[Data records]
— Start —

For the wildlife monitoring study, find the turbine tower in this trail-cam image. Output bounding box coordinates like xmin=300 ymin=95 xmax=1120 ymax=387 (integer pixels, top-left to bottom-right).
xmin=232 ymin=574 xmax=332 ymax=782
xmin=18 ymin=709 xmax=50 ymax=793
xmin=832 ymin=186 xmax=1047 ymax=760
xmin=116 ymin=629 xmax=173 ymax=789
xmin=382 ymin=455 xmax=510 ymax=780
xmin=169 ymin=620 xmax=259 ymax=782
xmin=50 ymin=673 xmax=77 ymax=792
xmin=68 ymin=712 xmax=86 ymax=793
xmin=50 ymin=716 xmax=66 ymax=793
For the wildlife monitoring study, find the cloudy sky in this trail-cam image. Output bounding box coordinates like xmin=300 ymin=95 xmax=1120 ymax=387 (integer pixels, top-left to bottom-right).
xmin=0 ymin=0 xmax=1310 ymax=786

— End —

- _Direction_
Can you render the material above as a two-column CSV with the columns request and answer, one row per request? Quote each field, put the request's text in the first and its full answer in the second, and turn line breaks into spaces.

- _Result for this exercise_
request,answer
"For the wildlife monitoring study, find the turbine tower in this trail-cam image. Output bounding box coordinates like xmin=300 ymin=95 xmax=1120 ymax=387 (integer pixels, top-left to bottom-right).","xmin=232 ymin=574 xmax=332 ymax=782 xmin=18 ymin=709 xmax=50 ymax=793 xmin=832 ymin=186 xmax=1047 ymax=760 xmin=116 ymin=629 xmax=173 ymax=789 xmin=382 ymin=455 xmax=510 ymax=780 xmin=169 ymin=620 xmax=259 ymax=782 xmin=50 ymin=673 xmax=77 ymax=792 xmin=68 ymin=712 xmax=86 ymax=793 xmin=50 ymin=716 xmax=66 ymax=793"
"For the wildlife monitoring study, find the cloudy sky in this trail-cam image. Output bounding box coordinates like xmin=300 ymin=95 xmax=1120 ymax=387 (integer pixels, top-left to bottom-right).","xmin=0 ymin=0 xmax=1310 ymax=786"